▶ **Data extracts**:
Start of Block
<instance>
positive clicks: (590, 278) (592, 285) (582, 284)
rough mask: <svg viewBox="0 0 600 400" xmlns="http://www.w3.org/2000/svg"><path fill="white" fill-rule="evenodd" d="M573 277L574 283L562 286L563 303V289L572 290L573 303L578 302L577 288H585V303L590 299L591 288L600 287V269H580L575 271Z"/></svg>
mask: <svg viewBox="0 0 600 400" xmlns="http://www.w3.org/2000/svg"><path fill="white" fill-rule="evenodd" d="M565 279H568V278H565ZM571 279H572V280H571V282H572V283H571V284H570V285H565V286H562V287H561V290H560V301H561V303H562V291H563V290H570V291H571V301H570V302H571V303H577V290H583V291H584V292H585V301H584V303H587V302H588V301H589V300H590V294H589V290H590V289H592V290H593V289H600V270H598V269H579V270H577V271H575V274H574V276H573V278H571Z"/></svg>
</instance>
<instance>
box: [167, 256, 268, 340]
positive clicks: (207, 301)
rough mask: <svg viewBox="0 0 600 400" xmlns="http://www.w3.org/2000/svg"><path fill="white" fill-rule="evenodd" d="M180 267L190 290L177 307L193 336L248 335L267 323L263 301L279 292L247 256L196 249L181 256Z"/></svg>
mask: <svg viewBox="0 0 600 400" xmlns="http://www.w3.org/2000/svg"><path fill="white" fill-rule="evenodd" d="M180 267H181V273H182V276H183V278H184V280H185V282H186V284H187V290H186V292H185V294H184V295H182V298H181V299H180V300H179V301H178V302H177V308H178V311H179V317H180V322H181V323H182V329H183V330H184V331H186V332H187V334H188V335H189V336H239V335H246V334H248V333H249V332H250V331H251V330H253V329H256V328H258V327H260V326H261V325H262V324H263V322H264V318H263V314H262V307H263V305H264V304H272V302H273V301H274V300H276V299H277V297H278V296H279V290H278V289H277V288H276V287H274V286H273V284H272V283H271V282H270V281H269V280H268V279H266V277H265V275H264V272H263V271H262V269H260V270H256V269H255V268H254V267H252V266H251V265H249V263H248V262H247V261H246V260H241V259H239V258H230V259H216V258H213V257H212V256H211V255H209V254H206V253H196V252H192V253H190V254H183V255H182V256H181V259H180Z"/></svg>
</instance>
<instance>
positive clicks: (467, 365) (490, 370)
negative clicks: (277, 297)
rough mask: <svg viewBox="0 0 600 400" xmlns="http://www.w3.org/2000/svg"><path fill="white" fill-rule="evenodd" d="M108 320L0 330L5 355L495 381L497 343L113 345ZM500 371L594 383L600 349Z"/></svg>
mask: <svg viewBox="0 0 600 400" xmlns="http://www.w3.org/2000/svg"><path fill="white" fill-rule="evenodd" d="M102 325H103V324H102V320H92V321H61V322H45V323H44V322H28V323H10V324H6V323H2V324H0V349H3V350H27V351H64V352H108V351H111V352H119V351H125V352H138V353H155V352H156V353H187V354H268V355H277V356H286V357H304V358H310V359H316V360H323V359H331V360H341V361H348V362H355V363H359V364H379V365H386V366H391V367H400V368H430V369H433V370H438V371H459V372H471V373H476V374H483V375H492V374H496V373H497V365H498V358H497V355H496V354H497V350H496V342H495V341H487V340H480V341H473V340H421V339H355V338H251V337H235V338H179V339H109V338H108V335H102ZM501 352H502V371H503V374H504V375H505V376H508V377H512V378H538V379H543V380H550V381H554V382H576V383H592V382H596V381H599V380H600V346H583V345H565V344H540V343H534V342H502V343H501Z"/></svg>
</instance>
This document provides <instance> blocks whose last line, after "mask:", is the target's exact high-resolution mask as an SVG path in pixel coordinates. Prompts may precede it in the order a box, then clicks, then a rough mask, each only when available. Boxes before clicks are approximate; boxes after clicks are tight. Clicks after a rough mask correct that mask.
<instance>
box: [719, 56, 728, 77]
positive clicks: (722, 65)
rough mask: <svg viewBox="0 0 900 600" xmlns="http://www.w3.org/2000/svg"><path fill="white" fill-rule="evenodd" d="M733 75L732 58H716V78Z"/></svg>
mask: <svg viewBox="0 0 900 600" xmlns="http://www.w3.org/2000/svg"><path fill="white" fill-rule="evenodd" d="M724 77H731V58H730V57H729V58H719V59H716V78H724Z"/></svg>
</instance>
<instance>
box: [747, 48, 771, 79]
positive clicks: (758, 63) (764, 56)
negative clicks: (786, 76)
End of Block
Copy out the data above, word for word.

▶ **Written solution**:
<instance>
positive clicks: (590, 278) (592, 285) (582, 284)
rough mask: <svg viewBox="0 0 600 400" xmlns="http://www.w3.org/2000/svg"><path fill="white" fill-rule="evenodd" d="M573 277L574 283L562 286L563 303V289L572 290L573 303L578 302L577 288H585V303L590 299L591 288L600 287V269H580L575 271Z"/></svg>
mask: <svg viewBox="0 0 600 400" xmlns="http://www.w3.org/2000/svg"><path fill="white" fill-rule="evenodd" d="M565 279H568V278H565ZM571 279H572V280H571V282H572V283H571V284H570V285H565V286H562V287H561V290H560V301H561V303H562V291H563V290H570V291H571V301H570V302H571V303H577V290H583V291H584V292H585V301H584V303H587V302H588V301H589V300H590V294H589V290H590V289H592V290H593V289H600V270H598V269H579V270H577V271H575V274H574V276H573V278H571Z"/></svg>
</instance>
<instance>
box: [167, 256, 268, 340]
positive clicks: (207, 301)
rough mask: <svg viewBox="0 0 600 400" xmlns="http://www.w3.org/2000/svg"><path fill="white" fill-rule="evenodd" d="M180 267L190 290L177 307L193 336L248 335L267 323L263 301L279 292L247 256L196 249L181 256Z"/></svg>
mask: <svg viewBox="0 0 600 400" xmlns="http://www.w3.org/2000/svg"><path fill="white" fill-rule="evenodd" d="M180 267H181V273H182V276H183V278H184V280H185V282H186V284H187V290H186V292H185V294H184V295H182V298H181V299H180V300H179V301H178V302H177V308H178V311H179V317H180V322H181V323H182V329H183V330H184V331H186V332H187V334H188V335H189V336H239V335H246V334H248V333H249V332H250V331H251V330H253V329H256V328H258V327H260V326H261V325H262V324H263V322H264V318H263V314H262V307H263V305H264V304H272V302H273V301H274V300H276V299H277V297H278V296H279V290H278V289H277V288H276V287H274V286H273V284H272V283H271V282H270V281H269V280H268V279H266V277H265V275H264V272H263V271H262V269H260V270H256V269H255V268H254V267H252V266H251V265H249V263H248V262H247V261H246V260H241V259H239V258H230V259H216V258H213V257H212V256H211V255H209V254H206V253H196V252H192V253H190V254H183V255H182V256H181V259H180Z"/></svg>
</instance>
<instance>
positive clicks: (467, 365) (490, 370)
negative clicks: (277, 297)
rough mask: <svg viewBox="0 0 600 400" xmlns="http://www.w3.org/2000/svg"><path fill="white" fill-rule="evenodd" d="M108 320L0 330L5 355L495 381L497 343L113 345ZM500 371L594 383L600 349Z"/></svg>
mask: <svg viewBox="0 0 600 400" xmlns="http://www.w3.org/2000/svg"><path fill="white" fill-rule="evenodd" d="M102 325H103V324H102V320H92V321H61V322H45V323H44V322H28V323H10V324H6V323H2V324H0V349H3V350H27V351H64V352H108V351H111V352H119V351H125V352H138V353H155V352H156V353H187V354H268V355H277V356H286V357H304V358H310V359H316V360H323V359H331V360H341V361H348V362H355V363H359V364H379V365H386V366H391V367H400V368H430V369H433V370H438V371H459V372H471V373H476V374H483V375H492V374H496V373H497V365H498V358H497V355H496V354H497V350H496V342H495V341H487V340H480V341H473V340H421V339H355V338H251V337H235V338H179V339H109V338H108V335H102ZM501 352H502V371H503V374H504V375H505V376H508V377H512V378H538V379H543V380H550V381H554V382H576V383H592V382H596V381H599V380H600V346H583V345H565V344H540V343H534V342H502V343H501Z"/></svg>
</instance>
This document provides <instance> blocks whose last line, after "mask:", is the target's exact high-resolution mask as an SVG path in pixel coordinates. Prompts may precede it in the order a box, then clicks, then a rough mask, each only when available. Boxes before clicks are approximate; boxes after clicks are tight. Clicks after a rough mask correct that mask.
<instance>
box: [719, 56, 728, 77]
positive clicks: (722, 65)
rough mask: <svg viewBox="0 0 900 600" xmlns="http://www.w3.org/2000/svg"><path fill="white" fill-rule="evenodd" d="M733 75L732 58H716V78Z"/></svg>
mask: <svg viewBox="0 0 900 600" xmlns="http://www.w3.org/2000/svg"><path fill="white" fill-rule="evenodd" d="M724 77H731V58H730V57H729V58H719V59H716V78H724Z"/></svg>
</instance>
<instance>
box: [747, 48, 771, 79]
positive clicks: (758, 63) (764, 56)
negative clicks: (786, 76)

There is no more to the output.